Data:
======
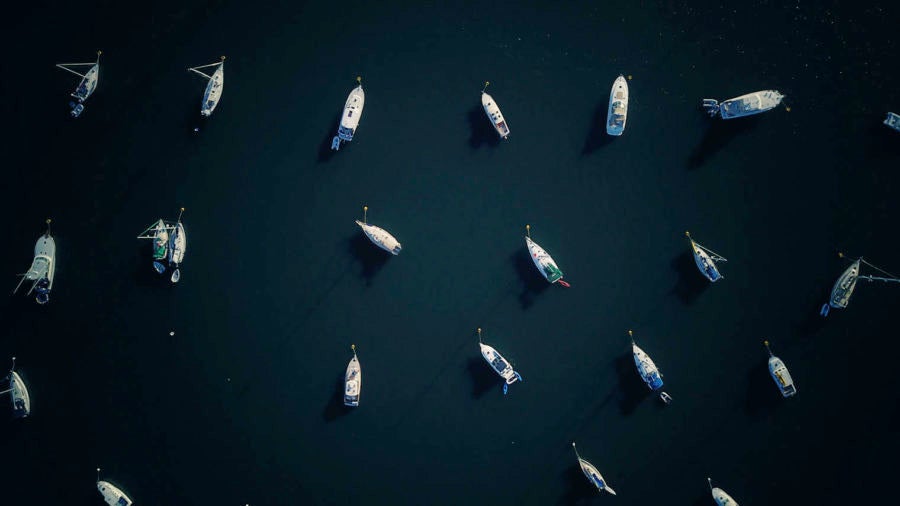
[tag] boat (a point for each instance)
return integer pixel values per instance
(593, 475)
(350, 118)
(780, 374)
(618, 107)
(42, 269)
(214, 86)
(352, 381)
(893, 121)
(86, 86)
(112, 495)
(706, 259)
(499, 364)
(543, 261)
(720, 496)
(846, 283)
(493, 112)
(744, 105)
(379, 236)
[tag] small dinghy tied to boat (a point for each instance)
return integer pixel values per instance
(593, 475)
(499, 364)
(846, 283)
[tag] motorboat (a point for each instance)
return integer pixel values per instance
(379, 236)
(706, 259)
(780, 374)
(617, 113)
(543, 261)
(86, 86)
(42, 269)
(720, 496)
(744, 105)
(593, 475)
(214, 86)
(350, 118)
(499, 364)
(493, 112)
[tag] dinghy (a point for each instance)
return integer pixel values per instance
(350, 118)
(617, 113)
(111, 494)
(720, 496)
(352, 381)
(214, 86)
(543, 261)
(86, 86)
(379, 236)
(706, 259)
(499, 364)
(780, 374)
(846, 283)
(42, 269)
(592, 474)
(493, 112)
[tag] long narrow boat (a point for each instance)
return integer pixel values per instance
(379, 236)
(350, 118)
(617, 113)
(493, 113)
(543, 261)
(593, 475)
(706, 259)
(499, 364)
(780, 374)
(214, 86)
(352, 381)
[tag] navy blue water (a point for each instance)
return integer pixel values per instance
(242, 405)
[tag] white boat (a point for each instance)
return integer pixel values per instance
(352, 381)
(780, 374)
(499, 364)
(350, 118)
(706, 259)
(720, 496)
(86, 86)
(42, 269)
(543, 261)
(379, 236)
(846, 283)
(112, 495)
(214, 86)
(744, 105)
(493, 112)
(618, 107)
(593, 475)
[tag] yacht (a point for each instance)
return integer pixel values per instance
(618, 107)
(350, 118)
(744, 105)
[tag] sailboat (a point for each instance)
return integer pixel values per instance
(499, 364)
(350, 118)
(19, 392)
(379, 236)
(706, 259)
(112, 495)
(214, 86)
(592, 473)
(846, 283)
(352, 381)
(543, 261)
(87, 84)
(780, 374)
(493, 113)
(42, 269)
(720, 496)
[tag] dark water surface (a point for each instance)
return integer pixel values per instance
(242, 404)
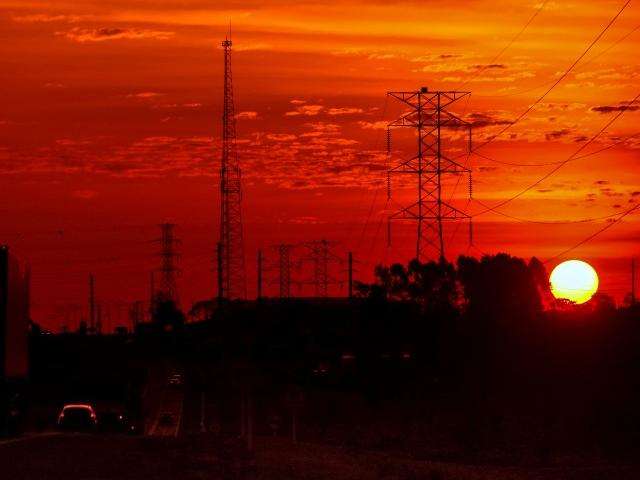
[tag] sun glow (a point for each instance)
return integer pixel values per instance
(574, 280)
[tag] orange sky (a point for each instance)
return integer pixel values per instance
(110, 124)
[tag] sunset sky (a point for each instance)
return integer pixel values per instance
(110, 124)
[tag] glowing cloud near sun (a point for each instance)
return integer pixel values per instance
(574, 280)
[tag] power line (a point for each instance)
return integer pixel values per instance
(548, 164)
(548, 222)
(507, 46)
(557, 81)
(549, 82)
(623, 109)
(595, 234)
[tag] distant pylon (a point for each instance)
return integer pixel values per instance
(321, 255)
(167, 288)
(92, 303)
(428, 114)
(284, 269)
(231, 236)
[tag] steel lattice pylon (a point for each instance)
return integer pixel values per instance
(284, 270)
(232, 275)
(167, 289)
(428, 114)
(321, 255)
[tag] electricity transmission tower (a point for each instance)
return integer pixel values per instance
(322, 255)
(284, 269)
(232, 274)
(428, 114)
(167, 288)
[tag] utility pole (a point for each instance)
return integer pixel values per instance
(231, 235)
(321, 255)
(220, 263)
(92, 304)
(152, 295)
(284, 269)
(350, 267)
(168, 263)
(633, 281)
(259, 286)
(428, 114)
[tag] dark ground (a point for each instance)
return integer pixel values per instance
(79, 456)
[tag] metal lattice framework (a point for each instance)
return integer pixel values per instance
(321, 256)
(428, 113)
(284, 269)
(231, 238)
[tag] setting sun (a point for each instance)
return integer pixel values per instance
(574, 280)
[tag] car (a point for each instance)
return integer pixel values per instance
(77, 417)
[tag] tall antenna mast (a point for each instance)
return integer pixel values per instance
(168, 290)
(231, 239)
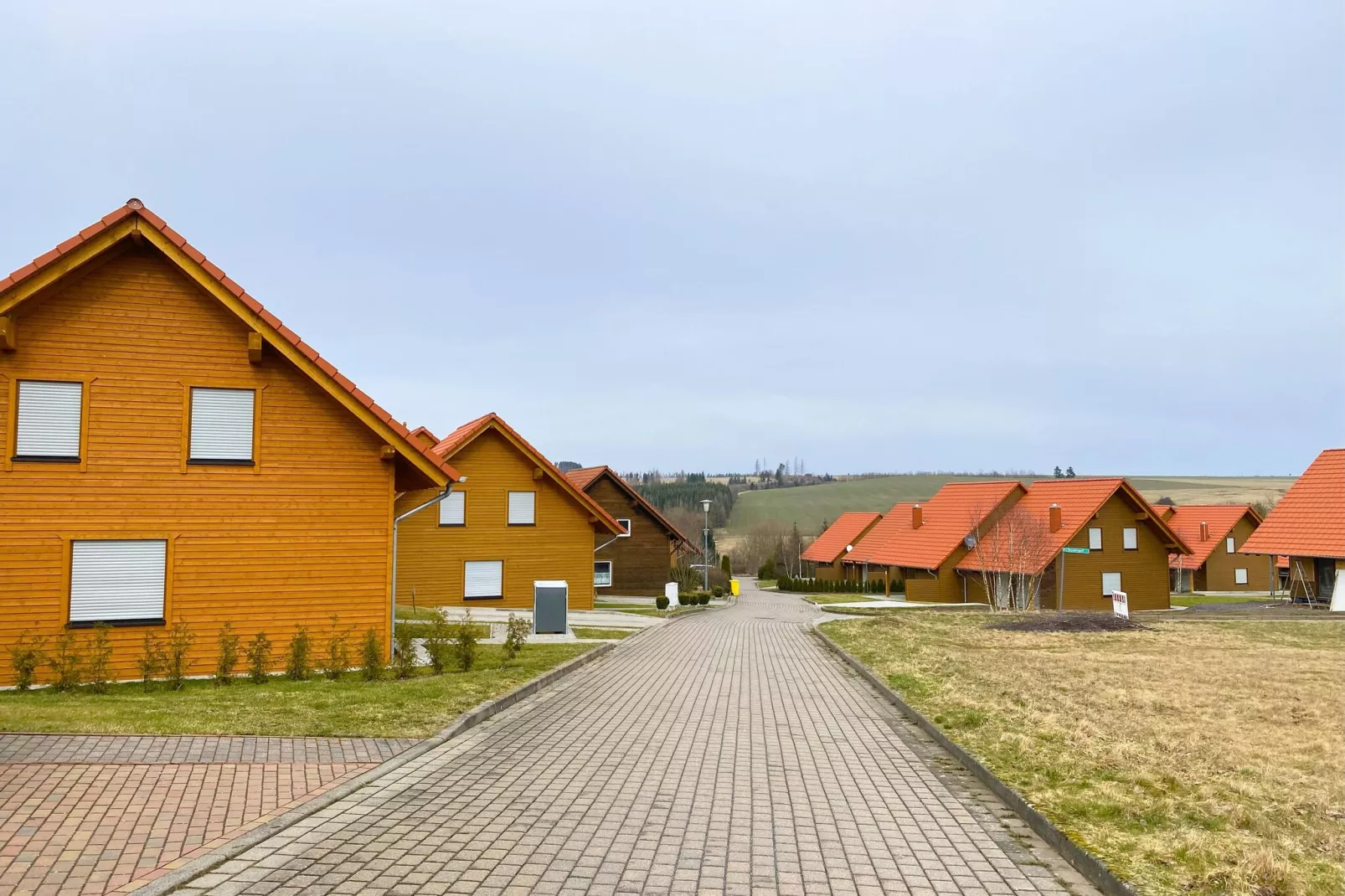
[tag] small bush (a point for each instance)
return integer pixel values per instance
(515, 636)
(439, 643)
(296, 658)
(338, 651)
(226, 657)
(100, 658)
(26, 657)
(464, 642)
(372, 657)
(66, 662)
(259, 658)
(151, 661)
(404, 653)
(177, 662)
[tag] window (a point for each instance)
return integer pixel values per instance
(221, 425)
(522, 507)
(117, 581)
(452, 510)
(483, 579)
(49, 420)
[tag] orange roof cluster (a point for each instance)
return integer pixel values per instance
(585, 476)
(1079, 501)
(1309, 521)
(137, 210)
(832, 543)
(956, 512)
(1219, 521)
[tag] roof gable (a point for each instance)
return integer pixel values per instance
(1309, 521)
(468, 432)
(585, 478)
(843, 533)
(135, 222)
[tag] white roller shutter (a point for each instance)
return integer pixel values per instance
(483, 579)
(522, 507)
(222, 424)
(49, 419)
(452, 510)
(113, 580)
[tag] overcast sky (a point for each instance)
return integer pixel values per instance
(876, 235)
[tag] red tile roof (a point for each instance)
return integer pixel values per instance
(832, 543)
(956, 512)
(1309, 521)
(461, 436)
(1079, 501)
(1219, 519)
(270, 323)
(585, 476)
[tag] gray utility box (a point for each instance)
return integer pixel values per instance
(550, 607)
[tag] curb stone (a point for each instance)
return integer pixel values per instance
(195, 868)
(1083, 862)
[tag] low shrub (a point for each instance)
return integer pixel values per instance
(26, 657)
(100, 658)
(296, 658)
(66, 662)
(372, 657)
(259, 658)
(226, 656)
(151, 661)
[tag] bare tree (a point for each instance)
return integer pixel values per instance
(1012, 556)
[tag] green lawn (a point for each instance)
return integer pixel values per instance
(1194, 758)
(416, 707)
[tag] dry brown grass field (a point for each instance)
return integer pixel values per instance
(1194, 758)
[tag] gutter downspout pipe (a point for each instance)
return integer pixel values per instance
(392, 616)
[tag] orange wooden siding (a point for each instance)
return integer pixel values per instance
(559, 547)
(300, 536)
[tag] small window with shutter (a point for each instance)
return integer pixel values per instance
(522, 507)
(49, 419)
(117, 581)
(452, 510)
(221, 425)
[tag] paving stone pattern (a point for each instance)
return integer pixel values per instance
(725, 752)
(92, 814)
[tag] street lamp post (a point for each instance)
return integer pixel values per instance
(705, 550)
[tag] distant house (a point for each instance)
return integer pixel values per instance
(923, 543)
(832, 547)
(1307, 525)
(636, 561)
(1215, 534)
(514, 519)
(173, 452)
(1085, 538)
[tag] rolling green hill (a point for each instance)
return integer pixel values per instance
(809, 506)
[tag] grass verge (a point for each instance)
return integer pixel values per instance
(416, 707)
(1193, 758)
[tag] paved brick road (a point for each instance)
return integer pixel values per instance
(90, 814)
(727, 752)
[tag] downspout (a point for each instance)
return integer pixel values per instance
(392, 619)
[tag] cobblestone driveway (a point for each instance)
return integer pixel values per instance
(725, 752)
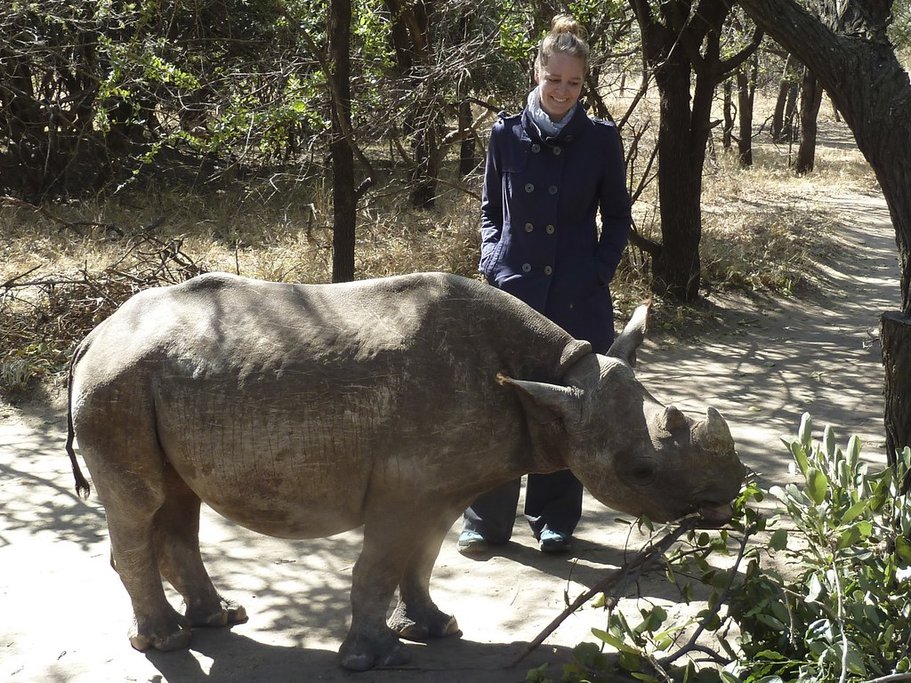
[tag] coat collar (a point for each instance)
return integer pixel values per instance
(572, 131)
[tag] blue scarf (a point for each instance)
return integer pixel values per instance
(548, 128)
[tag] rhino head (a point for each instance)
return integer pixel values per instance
(630, 451)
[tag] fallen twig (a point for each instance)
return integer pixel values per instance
(616, 582)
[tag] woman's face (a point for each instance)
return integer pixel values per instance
(560, 84)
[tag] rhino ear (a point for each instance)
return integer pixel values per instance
(626, 343)
(671, 419)
(546, 402)
(713, 433)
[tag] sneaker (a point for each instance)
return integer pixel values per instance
(472, 543)
(554, 541)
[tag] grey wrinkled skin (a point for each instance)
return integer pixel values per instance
(301, 411)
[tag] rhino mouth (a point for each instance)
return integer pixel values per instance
(714, 515)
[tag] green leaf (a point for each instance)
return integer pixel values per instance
(614, 641)
(855, 445)
(779, 540)
(828, 438)
(805, 431)
(903, 548)
(814, 589)
(799, 453)
(817, 485)
(770, 654)
(855, 510)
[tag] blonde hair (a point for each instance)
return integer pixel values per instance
(566, 36)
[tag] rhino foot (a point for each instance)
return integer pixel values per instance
(361, 653)
(422, 625)
(173, 635)
(226, 613)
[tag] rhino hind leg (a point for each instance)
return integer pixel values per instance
(176, 529)
(156, 625)
(390, 537)
(416, 616)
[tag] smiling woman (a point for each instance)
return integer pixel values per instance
(550, 171)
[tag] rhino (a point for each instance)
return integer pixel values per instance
(301, 411)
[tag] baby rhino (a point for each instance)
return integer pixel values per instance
(301, 411)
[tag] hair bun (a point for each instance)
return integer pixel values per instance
(564, 23)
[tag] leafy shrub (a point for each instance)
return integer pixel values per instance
(816, 593)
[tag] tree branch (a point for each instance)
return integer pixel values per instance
(616, 581)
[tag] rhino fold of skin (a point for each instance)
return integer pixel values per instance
(301, 411)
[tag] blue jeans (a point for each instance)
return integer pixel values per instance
(552, 500)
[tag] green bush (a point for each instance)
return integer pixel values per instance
(818, 592)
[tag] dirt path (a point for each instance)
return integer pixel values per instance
(64, 615)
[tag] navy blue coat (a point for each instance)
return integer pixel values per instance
(539, 239)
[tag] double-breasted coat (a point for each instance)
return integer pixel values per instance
(539, 237)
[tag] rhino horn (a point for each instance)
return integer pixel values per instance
(713, 433)
(626, 343)
(546, 402)
(671, 419)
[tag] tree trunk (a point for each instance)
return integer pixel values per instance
(896, 341)
(871, 90)
(467, 159)
(777, 125)
(729, 113)
(343, 190)
(746, 89)
(810, 99)
(680, 161)
(672, 50)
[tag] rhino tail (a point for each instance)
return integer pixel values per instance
(82, 485)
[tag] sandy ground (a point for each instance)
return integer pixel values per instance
(64, 614)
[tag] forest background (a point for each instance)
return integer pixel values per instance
(337, 140)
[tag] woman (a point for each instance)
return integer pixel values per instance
(549, 171)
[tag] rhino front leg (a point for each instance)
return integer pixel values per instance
(416, 616)
(387, 547)
(176, 528)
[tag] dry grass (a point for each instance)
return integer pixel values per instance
(763, 228)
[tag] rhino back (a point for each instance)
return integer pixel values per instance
(268, 394)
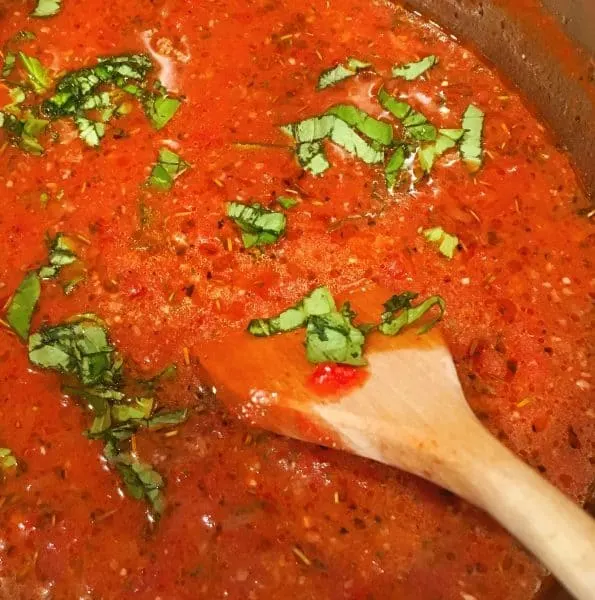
======
Count the lines above that contain the word "orange", treating uppercase and lowercase as different, and give only the number.

3